----- Record list -----
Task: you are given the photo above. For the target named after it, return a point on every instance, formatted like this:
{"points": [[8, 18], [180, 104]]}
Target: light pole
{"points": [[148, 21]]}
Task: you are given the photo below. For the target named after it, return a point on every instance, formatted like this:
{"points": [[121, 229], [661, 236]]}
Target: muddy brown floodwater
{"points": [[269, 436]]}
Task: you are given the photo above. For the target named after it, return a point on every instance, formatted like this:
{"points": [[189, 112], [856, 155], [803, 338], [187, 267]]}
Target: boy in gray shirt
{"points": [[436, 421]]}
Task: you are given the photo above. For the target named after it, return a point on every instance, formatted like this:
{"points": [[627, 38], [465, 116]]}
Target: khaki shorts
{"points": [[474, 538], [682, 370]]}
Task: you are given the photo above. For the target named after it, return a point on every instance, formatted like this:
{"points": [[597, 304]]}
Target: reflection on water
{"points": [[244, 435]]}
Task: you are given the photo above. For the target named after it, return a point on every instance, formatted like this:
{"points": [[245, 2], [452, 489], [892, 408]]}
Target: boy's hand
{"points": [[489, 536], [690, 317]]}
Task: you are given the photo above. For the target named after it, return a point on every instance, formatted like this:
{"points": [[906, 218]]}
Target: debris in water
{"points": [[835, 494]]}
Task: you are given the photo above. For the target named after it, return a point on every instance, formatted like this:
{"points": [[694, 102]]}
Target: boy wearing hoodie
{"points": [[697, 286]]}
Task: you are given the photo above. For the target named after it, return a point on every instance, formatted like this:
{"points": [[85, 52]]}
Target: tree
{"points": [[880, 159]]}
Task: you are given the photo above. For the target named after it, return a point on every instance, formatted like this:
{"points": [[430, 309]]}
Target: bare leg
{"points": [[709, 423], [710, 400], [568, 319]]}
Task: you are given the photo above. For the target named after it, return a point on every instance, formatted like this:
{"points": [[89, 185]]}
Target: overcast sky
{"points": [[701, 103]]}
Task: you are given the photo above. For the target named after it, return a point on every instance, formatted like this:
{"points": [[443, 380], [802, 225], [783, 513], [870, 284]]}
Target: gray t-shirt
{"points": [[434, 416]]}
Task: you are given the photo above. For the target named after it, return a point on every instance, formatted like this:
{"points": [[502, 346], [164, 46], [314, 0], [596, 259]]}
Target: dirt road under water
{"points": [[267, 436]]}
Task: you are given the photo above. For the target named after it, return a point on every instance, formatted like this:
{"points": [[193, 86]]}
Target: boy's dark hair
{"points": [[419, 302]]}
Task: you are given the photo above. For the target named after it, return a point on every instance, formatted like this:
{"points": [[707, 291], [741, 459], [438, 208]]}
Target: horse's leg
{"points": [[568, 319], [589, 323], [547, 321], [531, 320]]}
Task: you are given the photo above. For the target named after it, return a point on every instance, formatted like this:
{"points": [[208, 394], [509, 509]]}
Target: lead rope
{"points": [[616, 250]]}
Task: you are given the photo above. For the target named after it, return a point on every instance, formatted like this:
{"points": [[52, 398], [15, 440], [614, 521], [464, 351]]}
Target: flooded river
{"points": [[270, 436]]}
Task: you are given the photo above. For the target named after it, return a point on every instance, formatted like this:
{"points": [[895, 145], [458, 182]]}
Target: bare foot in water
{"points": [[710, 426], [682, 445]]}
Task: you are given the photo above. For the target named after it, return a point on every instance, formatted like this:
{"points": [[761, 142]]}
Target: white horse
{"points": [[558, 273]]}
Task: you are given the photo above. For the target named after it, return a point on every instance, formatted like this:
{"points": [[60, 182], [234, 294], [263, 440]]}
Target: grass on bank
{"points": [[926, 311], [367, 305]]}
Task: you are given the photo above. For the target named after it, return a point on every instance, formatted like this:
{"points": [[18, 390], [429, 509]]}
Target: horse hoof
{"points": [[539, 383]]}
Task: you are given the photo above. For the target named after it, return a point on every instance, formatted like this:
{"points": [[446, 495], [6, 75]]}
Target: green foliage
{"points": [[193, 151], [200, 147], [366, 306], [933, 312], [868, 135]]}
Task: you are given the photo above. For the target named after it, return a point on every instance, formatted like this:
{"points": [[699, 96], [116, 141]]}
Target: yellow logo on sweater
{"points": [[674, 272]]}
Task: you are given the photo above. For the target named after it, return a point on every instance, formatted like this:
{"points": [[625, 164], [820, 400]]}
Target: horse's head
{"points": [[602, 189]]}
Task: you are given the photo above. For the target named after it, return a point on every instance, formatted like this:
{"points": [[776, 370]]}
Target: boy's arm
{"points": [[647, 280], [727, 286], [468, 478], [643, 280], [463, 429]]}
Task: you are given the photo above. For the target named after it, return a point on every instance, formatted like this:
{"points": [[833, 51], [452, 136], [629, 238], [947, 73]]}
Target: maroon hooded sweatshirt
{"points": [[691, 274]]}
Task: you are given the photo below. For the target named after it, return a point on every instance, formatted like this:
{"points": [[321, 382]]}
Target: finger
-----
# Written problem
Your task is to give the records above again, exactly.

# Solution to this exercise
Task: you are given the photo above. For the target named after it, return a point on every instance, formatted like this:
{"points": [[8, 18], [180, 104]]}
Target: light pole
{"points": [[148, 21]]}
Task: you are given the photo below. For the target named after it, return a point on every instance, formatted like this:
{"points": [[121, 229], [661, 236]]}
Target: muddy brown floodwater
{"points": [[269, 436]]}
Task: you are given the photo above. For the target named after it, return a point on every instance, formatted like this:
{"points": [[189, 112], [856, 155], [803, 338], [187, 267]]}
Target: boy in gray shirt
{"points": [[436, 421]]}
Task: you are given the photo above. For the target named after it, return a point on every instance, formatted like this:
{"points": [[627, 38], [465, 116]]}
Target: khaki shorts
{"points": [[474, 538], [682, 370]]}
Task: you are given the photo above. For the target named after it, return a point on every instance, formatted like this:
{"points": [[597, 304]]}
Target: reflection on water
{"points": [[244, 435]]}
Task: you are given the photo above. For the target named after it, return a point on every instance, formatted like this:
{"points": [[245, 2], [452, 489], [892, 408]]}
Target: boy's hand
{"points": [[489, 536], [690, 317]]}
Task: you are given the photo above. For the target named after it, return a point on every instance, formatted like this:
{"points": [[906, 218]]}
Target: debris in water
{"points": [[835, 494]]}
Task: you are given the photo above. For the target named after it, return a point on every instance, formatted like this:
{"points": [[694, 102]]}
Target: boy wearing hoodie
{"points": [[697, 286]]}
Task: you are given the photo above. For the target named after it, return a point on every instance, formatted like this:
{"points": [[85, 52]]}
Target: tree
{"points": [[880, 159]]}
Task: you are given the photo above. For the target named after it, return a point on every instance, formatted like this:
{"points": [[430, 309]]}
Target: bare leg
{"points": [[709, 423], [710, 400], [568, 319]]}
Task: you are given the photo above. For the target named after it, return a point on every instance, formatted like this:
{"points": [[89, 185]]}
Target: overcast sky
{"points": [[701, 103]]}
Task: you are given the photo above. For the target named after it, return a point on every instance, formatted like this:
{"points": [[443, 380], [802, 225], [783, 513], [870, 284]]}
Target: gray t-shirt
{"points": [[434, 416]]}
Task: you are given the photo above. For the target named after it, return a point on every instance, formatted like this:
{"points": [[502, 346], [164, 46], [314, 0], [596, 259]]}
Target: dirt road under water
{"points": [[267, 436]]}
Task: you are given the photo above. For the target named after it, return a point on every instance, formatted like this:
{"points": [[193, 86]]}
Target: boy's dark hair
{"points": [[419, 302]]}
Task: you are given the photo above. For the target named after it, return a point on every instance, formatted like this:
{"points": [[707, 291], [741, 459], [438, 208]]}
Target: horse's leg
{"points": [[568, 319], [589, 323], [547, 321], [531, 320]]}
Task: you are given the photo above. For the target named after it, return a point on every instance, formatted like this:
{"points": [[208, 394], [509, 509]]}
Target: lead rope
{"points": [[616, 250]]}
Task: you are given the photo above. For the target named after it, return a point on every instance, formatted like this:
{"points": [[52, 398], [15, 440], [614, 521], [464, 351]]}
Target: flooded river
{"points": [[270, 436]]}
Task: you are given the photo above. For the target named after it, return a point on every instance, formatted like this:
{"points": [[895, 145], [458, 182]]}
Target: bare foot in water
{"points": [[710, 426], [682, 445]]}
Task: you are given the photo above. For the target named after it, return a point on every instance, formatted like this:
{"points": [[761, 142]]}
Target: white horse
{"points": [[558, 273]]}
Task: you are given the photo above. For the target named after it, return a point on every instance, formatted like this:
{"points": [[60, 182], [234, 294], [263, 440]]}
Target: grass on bank
{"points": [[926, 311], [367, 305]]}
Task: you are given the photo above. For the target named after it, return a point on every instance, formatted like this:
{"points": [[18, 390], [429, 509]]}
Target: horse hoof
{"points": [[539, 383]]}
Task: you are given the photo above. For the target named after it, return a point on every instance, formatted like this:
{"points": [[446, 495], [6, 75]]}
Target: green foliage
{"points": [[193, 151], [200, 147], [366, 306], [933, 312], [868, 135]]}
Task: you are given the photo above. For the target named after it, return a point on every instance, formatted like this:
{"points": [[699, 96], [116, 141]]}
Target: yellow logo on sweater
{"points": [[674, 272]]}
Task: you are given the photo above. For the target named after it, return a point on every instance, formatted like this:
{"points": [[625, 164], [820, 400]]}
Target: horse's head
{"points": [[602, 189]]}
Task: you are given the photo above. For the target named after it, return a point on every instance, formatted like this:
{"points": [[776, 370]]}
Target: boy's arm
{"points": [[647, 280], [727, 286], [468, 478], [643, 280], [463, 429]]}
Task: you are given the photo above. For the target named after it, return a point on every instance, formatted like this:
{"points": [[833, 51], [452, 136], [629, 238], [947, 73]]}
Target: maroon hooded sweatshirt
{"points": [[691, 274]]}
Task: you are given the photo below. For the target named after it, return a point on every instance, formatted like this:
{"points": [[321, 382]]}
Target: finger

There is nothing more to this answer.